STATED PROBLEM:
Write the lines below as a JSON list of strings, one string per line and no blank lines. Start at the first line and go through the line containing "(314, 103), (323, 110)".

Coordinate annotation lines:
=-=-=

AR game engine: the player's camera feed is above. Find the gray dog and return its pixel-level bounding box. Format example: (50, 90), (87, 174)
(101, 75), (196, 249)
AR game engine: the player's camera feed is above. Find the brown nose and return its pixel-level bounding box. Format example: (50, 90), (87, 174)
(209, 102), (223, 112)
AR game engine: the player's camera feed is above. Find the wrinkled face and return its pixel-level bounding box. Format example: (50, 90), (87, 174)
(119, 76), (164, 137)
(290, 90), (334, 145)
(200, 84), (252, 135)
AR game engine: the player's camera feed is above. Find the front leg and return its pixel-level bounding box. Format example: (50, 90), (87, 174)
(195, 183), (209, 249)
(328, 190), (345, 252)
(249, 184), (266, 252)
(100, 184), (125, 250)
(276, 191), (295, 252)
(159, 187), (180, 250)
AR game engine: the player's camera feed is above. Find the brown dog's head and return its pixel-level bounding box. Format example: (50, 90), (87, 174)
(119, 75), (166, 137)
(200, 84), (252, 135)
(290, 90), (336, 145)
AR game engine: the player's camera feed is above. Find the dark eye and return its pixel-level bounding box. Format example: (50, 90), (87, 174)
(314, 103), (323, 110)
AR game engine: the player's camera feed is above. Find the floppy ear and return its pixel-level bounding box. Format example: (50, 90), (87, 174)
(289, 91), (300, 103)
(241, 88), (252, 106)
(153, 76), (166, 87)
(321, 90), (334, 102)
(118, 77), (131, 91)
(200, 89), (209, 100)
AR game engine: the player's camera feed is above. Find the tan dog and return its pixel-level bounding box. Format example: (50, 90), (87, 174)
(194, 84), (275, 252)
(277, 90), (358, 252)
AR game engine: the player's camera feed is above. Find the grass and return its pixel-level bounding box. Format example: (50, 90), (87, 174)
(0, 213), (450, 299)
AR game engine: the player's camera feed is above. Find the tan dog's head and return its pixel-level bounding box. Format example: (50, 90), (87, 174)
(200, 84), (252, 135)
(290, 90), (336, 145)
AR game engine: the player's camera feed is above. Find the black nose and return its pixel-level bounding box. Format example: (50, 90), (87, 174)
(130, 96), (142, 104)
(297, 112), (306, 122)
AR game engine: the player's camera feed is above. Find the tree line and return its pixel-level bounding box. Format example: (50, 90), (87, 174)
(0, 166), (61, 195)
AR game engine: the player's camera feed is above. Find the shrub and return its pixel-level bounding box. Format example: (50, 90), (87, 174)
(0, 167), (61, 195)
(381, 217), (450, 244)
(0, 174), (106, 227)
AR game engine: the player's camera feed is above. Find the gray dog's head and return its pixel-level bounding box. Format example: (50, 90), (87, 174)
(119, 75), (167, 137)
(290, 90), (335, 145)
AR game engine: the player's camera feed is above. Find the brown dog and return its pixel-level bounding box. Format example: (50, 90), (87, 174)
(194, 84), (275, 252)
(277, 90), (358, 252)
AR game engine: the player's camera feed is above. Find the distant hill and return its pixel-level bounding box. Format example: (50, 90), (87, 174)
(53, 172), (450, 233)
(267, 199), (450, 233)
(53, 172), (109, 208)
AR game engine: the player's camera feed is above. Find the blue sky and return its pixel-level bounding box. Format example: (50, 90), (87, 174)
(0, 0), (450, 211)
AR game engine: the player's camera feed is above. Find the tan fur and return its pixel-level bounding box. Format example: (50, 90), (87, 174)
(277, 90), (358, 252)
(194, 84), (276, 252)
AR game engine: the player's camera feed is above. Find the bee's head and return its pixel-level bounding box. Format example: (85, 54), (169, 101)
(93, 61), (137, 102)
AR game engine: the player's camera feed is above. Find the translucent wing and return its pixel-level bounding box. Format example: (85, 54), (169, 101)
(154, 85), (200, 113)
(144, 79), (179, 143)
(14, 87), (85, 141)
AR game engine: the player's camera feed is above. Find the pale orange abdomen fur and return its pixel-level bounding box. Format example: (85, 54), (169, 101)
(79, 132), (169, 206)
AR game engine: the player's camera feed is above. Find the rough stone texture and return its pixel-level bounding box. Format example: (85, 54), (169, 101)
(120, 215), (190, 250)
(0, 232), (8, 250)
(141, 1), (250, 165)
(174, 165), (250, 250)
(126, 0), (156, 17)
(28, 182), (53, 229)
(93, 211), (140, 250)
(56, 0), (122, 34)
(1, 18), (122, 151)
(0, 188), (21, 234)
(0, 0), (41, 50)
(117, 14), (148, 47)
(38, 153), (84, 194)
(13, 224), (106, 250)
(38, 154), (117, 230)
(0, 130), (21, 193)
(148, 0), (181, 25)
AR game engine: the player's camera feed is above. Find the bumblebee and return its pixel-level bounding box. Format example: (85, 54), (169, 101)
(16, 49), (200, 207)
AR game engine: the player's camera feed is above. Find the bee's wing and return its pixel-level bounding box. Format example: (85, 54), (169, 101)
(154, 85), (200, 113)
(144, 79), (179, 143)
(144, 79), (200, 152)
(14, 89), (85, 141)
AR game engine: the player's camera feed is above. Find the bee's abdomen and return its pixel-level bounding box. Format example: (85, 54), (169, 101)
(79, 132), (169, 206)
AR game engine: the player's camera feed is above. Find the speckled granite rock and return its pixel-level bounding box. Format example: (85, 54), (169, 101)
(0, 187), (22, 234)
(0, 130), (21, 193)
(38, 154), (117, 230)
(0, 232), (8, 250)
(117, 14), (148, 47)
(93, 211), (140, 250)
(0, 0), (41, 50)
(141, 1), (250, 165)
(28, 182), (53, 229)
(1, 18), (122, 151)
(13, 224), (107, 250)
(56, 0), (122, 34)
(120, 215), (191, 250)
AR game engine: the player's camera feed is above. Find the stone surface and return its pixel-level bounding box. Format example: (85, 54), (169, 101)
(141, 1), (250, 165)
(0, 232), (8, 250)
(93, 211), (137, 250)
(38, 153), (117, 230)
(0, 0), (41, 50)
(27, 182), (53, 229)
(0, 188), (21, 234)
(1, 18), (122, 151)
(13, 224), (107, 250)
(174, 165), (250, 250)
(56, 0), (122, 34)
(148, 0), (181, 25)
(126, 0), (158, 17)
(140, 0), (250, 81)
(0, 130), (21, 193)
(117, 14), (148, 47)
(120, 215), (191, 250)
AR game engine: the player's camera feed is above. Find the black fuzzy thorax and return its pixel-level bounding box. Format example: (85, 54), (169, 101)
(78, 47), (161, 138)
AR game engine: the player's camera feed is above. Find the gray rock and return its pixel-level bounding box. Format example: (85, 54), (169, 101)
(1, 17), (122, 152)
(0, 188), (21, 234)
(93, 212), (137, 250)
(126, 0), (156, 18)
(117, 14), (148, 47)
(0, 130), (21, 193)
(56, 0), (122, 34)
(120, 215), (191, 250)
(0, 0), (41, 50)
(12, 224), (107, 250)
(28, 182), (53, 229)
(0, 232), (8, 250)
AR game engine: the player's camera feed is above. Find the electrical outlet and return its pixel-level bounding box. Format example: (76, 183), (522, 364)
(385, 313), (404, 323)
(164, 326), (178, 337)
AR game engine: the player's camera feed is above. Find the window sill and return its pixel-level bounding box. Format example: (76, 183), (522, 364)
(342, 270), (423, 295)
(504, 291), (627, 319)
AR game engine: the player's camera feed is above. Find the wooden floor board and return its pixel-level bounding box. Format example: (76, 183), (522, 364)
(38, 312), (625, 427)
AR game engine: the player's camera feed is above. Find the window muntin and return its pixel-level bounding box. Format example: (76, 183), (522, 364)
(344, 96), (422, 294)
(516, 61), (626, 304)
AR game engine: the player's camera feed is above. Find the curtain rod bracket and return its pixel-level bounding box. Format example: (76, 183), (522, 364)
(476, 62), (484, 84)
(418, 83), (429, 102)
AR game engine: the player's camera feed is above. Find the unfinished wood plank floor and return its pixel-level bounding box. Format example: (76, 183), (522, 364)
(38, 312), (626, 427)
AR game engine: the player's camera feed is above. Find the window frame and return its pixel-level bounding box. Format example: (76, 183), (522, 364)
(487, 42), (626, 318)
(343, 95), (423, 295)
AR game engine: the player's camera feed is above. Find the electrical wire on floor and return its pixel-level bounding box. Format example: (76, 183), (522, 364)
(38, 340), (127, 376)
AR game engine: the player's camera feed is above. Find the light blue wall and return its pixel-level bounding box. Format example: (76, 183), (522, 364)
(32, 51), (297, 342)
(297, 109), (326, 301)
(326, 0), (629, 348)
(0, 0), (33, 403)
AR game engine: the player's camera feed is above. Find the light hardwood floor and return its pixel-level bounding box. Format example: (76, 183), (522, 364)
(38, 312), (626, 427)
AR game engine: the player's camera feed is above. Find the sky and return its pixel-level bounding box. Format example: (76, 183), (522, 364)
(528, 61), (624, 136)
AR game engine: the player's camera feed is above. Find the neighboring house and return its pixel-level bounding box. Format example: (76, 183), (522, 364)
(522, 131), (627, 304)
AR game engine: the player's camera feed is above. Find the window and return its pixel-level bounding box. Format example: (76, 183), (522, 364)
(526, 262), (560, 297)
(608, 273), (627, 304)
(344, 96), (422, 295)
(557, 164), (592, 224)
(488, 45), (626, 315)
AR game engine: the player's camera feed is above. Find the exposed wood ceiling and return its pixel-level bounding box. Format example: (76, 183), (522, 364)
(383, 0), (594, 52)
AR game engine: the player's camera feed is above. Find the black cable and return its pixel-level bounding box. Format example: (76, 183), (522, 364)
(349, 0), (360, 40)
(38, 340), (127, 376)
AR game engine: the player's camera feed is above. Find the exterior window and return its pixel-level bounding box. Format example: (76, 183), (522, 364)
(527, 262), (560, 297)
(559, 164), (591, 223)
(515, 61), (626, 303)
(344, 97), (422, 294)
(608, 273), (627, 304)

=-=-=

WRITTEN ANSWER:
[
  "AR game engine: the player's camera feed is above. Find the gray dog and return its pixel-level bounding box. Format example: (50, 90), (87, 174)",
  "(101, 75), (196, 249)",
  "AR game engine: the player's camera feed is above. Find the brown nose and return its pixel-level bounding box. Format example: (50, 90), (87, 174)",
  "(209, 102), (223, 112)",
  "AR game engine: the player's camera feed is above. Find the wrinkled face and return its pixel-level bounding box. Format example: (50, 90), (87, 174)",
  "(119, 76), (164, 137)",
  "(290, 90), (334, 145)",
  "(200, 84), (252, 135)",
  "AR game engine: the player's camera feed is above. Find the front leg and return its pixel-level bounding box. Format example: (50, 90), (87, 174)",
  "(195, 183), (209, 249)",
  "(328, 190), (345, 252)",
  "(249, 184), (266, 252)",
  "(100, 184), (125, 250)",
  "(276, 191), (295, 252)",
  "(159, 187), (180, 250)",
  "AR game engine: the player's camera feed is above. Find the brown dog's head and return its pixel-level bounding box. Format example: (50, 90), (87, 174)",
  "(119, 75), (166, 137)",
  "(200, 84), (252, 135)",
  "(290, 90), (336, 145)",
  "AR game engine: the player's camera feed is above. Find the dark eye and return its pixel-level bounding box. Format example: (50, 90), (87, 174)",
  "(314, 103), (323, 110)"
]